> Your task: Of the material below, only the lines from the line containing "Could you tag the rear" down to the line containing "Sample output: point(166, 115)" belong in the answer, written out exactly.
=== Section Start ===
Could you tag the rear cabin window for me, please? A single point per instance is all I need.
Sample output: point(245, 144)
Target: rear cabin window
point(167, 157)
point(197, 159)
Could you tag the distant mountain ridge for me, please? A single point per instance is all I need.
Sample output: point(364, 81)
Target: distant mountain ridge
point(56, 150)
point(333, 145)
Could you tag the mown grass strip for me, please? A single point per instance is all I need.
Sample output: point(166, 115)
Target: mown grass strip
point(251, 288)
=== Section End ===
=== Section Start ===
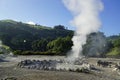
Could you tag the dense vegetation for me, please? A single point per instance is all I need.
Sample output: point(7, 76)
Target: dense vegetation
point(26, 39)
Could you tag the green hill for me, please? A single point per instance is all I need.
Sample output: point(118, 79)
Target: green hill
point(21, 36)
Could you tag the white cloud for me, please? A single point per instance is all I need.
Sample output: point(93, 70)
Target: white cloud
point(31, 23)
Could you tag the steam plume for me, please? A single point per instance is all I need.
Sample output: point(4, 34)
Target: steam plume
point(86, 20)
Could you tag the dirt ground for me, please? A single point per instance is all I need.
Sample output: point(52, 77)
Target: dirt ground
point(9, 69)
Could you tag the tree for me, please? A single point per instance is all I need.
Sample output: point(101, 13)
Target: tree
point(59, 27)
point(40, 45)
=== Section End ===
> Answer space:
Could you tag the rear cabin window for me, please? A single point per instance is all I need.
Sample output: point(245, 144)
Target: rear cabin window
point(167, 157)
point(197, 159)
Could you tag the distant mountain ridge for me, please? A single point per instance is all I need.
Sample output: point(364, 81)
Target: distant mountain ridge
point(56, 150)
point(333, 145)
Could you tag the mown grass strip for me, please? A single point per instance is all I need.
Sample output: point(166, 115)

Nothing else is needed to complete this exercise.